## Stated problem 1
Answer these questions from the tanka contest statement.
(a) How many poems did each judge narrow their choices down to?
(b) Besides the top three, how many honorable mentions did the judges select?
(c) What kind of poem did both judges tend to avoid?

We would like to express our thanks to the TSA for the privilege of judging this year’s contest and our appreciation to all the poets for submitting and entrusting their tanka to us. We carefully considered each poem over several weeks of reading and rereading, both silently and aloud for flow. Ultimately we narrowed our choices down to a list of twenty-five poems each. Of the resulting fifty poems, four poems rose to the surface as favorites of both judges and from these we selected our top three. Further narrowing brought us down to four more honorable mentions, two from each of our lists.

We worked well together and shared a similar appreciation for freshness in topic and authenticity as it relates to the human experience. Those were our top criteria along with lyricism, imagery, language, and poetic devices. We also looked for surprising juxtaposition that opened the poem to deeper levels. We shared a tendency to avoid the overly sentimental poem. We hope you find your own favorites among this palette of poems we present to you. Our heartiest congratulations to our selected winners. The following comments represent the thoughts and opinions of both of us.

## Stated problem 2
Copy the entries below word for word, starting at the line that contains "Practice step: locate the white" and ending at the last line of the entries.

## Records supplied
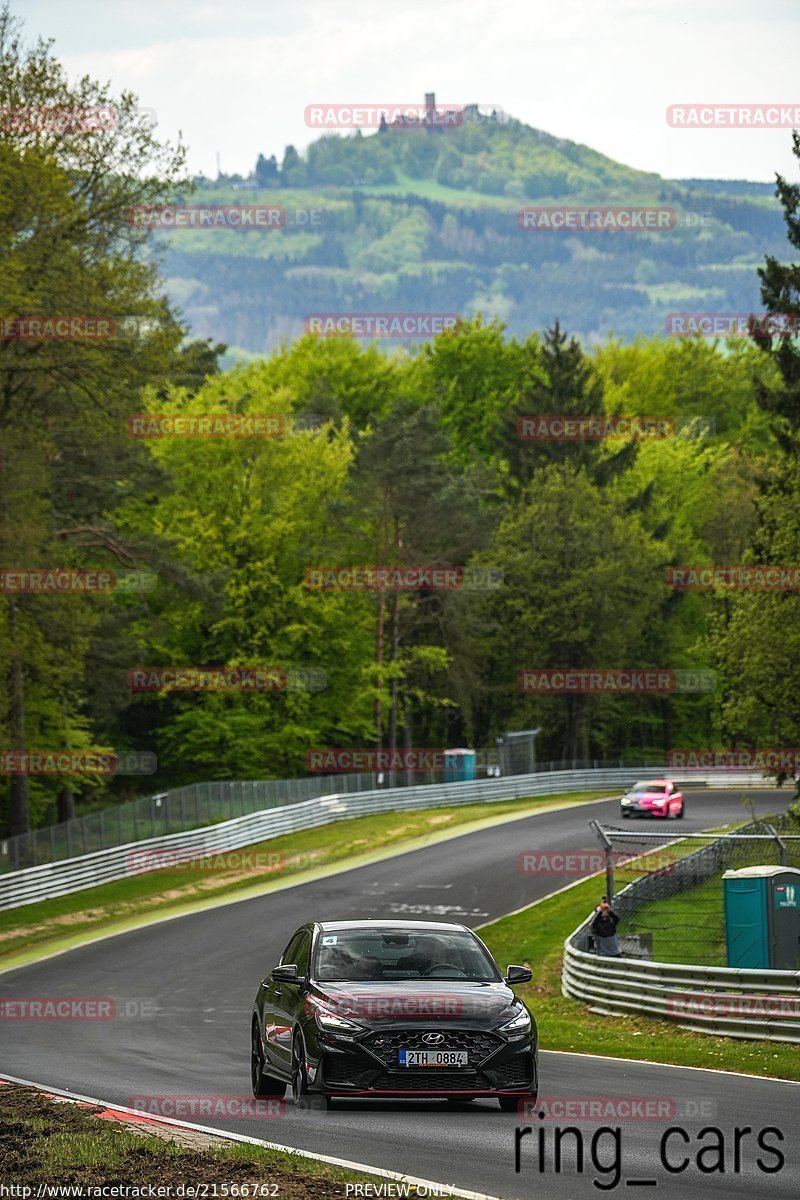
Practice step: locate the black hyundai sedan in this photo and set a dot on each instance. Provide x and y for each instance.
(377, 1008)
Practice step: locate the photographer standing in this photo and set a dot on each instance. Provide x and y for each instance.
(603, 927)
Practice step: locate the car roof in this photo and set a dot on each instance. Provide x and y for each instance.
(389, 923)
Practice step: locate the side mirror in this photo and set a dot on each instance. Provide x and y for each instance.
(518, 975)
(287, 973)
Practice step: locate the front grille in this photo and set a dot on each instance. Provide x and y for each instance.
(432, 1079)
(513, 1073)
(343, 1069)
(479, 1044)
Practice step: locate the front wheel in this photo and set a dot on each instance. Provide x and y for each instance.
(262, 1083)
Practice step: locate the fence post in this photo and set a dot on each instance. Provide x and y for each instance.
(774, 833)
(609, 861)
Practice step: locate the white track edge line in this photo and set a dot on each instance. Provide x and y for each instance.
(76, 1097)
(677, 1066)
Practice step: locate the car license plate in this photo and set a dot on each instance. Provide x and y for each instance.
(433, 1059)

## Exercise result 1
(a) Twenty-five poems each.
(b) Four honorable mentions, two from each judge's list.
(c) The overly sentimental poem.

## Exercise result 2
Practice step: locate the white track edge line in this photo and set a dot on each instance. Provide x and y for each instance.
(76, 1097)
(677, 1066)
Practice step: locate the car license plate in this photo and set a dot on each instance. Provide x and y for each instance.
(433, 1059)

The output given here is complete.